**** Records for the exercise ****
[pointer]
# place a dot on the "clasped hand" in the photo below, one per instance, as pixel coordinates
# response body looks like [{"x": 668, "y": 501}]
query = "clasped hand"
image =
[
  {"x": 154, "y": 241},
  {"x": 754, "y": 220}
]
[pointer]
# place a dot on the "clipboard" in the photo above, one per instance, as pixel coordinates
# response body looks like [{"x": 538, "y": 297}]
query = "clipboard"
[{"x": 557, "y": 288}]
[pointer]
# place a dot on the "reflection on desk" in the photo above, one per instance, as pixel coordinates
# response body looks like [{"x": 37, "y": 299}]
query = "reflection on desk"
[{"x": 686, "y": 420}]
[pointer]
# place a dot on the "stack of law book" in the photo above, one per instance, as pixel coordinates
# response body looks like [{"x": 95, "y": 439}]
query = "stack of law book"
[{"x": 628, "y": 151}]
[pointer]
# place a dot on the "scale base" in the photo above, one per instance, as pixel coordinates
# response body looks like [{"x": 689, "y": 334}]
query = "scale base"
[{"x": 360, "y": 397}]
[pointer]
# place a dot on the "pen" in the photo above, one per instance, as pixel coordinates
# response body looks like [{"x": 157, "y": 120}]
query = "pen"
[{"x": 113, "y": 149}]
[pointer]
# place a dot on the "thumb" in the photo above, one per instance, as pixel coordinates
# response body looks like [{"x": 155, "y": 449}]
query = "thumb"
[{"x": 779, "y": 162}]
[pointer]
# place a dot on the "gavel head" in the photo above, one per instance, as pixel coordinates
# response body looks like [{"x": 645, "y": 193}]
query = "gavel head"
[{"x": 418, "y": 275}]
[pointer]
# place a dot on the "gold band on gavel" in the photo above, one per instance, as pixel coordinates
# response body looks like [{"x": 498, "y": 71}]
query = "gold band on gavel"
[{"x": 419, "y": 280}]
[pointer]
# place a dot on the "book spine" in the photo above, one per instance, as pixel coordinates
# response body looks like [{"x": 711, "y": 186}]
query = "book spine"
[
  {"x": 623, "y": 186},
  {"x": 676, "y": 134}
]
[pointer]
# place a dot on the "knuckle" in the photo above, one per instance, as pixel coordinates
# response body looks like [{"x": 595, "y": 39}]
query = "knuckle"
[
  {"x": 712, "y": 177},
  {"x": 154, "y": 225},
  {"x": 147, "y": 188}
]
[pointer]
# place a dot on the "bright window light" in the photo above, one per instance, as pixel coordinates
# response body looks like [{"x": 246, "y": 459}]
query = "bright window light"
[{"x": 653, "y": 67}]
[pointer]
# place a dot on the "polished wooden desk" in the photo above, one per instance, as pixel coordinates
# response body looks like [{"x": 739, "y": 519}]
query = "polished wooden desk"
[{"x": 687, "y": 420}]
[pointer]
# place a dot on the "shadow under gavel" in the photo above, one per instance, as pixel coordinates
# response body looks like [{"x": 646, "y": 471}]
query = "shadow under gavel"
****
> [Stated task]
Write out every record shown above, word for word.

> [Answer]
[pointer]
# place a dot on the "clasped hand" in the photo below, one per instance, as pixel coordinates
# response body looks like [{"x": 668, "y": 501}]
query = "clasped hand"
image =
[
  {"x": 154, "y": 241},
  {"x": 754, "y": 220}
]
[pointer]
# place a dot on the "clipboard" in the photo above, one per instance, as pixel coordinates
# response body looks like [{"x": 538, "y": 297}]
query = "clipboard"
[{"x": 557, "y": 288}]
[pointer]
# place a dot on the "reflection on desk" in the photo above, one per instance, as pixel coordinates
# response body looks like [{"x": 37, "y": 299}]
query = "reflection on desk"
[{"x": 686, "y": 420}]
[pointer]
# place a dot on the "stack of law book" in the photo above, one per instance, as pixel coordinates
# response body looks like [{"x": 95, "y": 439}]
query = "stack of law book"
[{"x": 628, "y": 151}]
[pointer]
# place a dot on the "scale base" in the photo above, one per instance, as pixel coordinates
# response body looks like [{"x": 689, "y": 334}]
query = "scale base"
[{"x": 360, "y": 397}]
[pointer]
# place a dot on the "pen" in the photo above, one per instance, as pixel coordinates
# response body looks like [{"x": 157, "y": 120}]
query = "pen"
[{"x": 113, "y": 149}]
[pointer]
# place a dot on the "thumb" in the photo above, one per instance, as pixel coordinates
# response body looks like [{"x": 155, "y": 449}]
query = "thumb"
[{"x": 779, "y": 162}]
[pointer]
# place a dot on the "gavel head" in the photo above, one per instance, as pixel coordinates
# response body looks like [{"x": 645, "y": 193}]
query = "gavel head"
[{"x": 418, "y": 275}]
[pointer]
# place a dot on the "gold band on gavel" in the photo above, one per instance, as pixel coordinates
# response body looks like [{"x": 498, "y": 71}]
query = "gold band on gavel"
[{"x": 419, "y": 280}]
[pointer]
# place a dot on the "book spine" in the photo above, one per instance, as pixel coordinates
# response body looks like [{"x": 711, "y": 186}]
query = "book spine"
[
  {"x": 623, "y": 186},
  {"x": 676, "y": 134}
]
[pointer]
# place a dot on the "knuckle" in the photo above, one per instance, as pixel coordinates
# response body looks like [{"x": 595, "y": 39}]
query = "knuckle"
[
  {"x": 712, "y": 177},
  {"x": 154, "y": 225},
  {"x": 147, "y": 188}
]
[pointer]
# place a dot on the "bright window light" in the photo above, one per instance, as pixel coordinates
# response body looks like [{"x": 246, "y": 459}]
query = "bright window light"
[{"x": 653, "y": 67}]
[pointer]
# place a dot on the "polished wooden desk" in the photo above, one per instance, as pixel coordinates
# response body looks like [{"x": 739, "y": 519}]
query = "polished wooden desk"
[{"x": 687, "y": 420}]
[pointer]
# place a dot on the "shadow under gavel" in the photo above, one per instance, as pixel coordinates
# response body looks like [{"x": 646, "y": 471}]
query = "shadow under gavel"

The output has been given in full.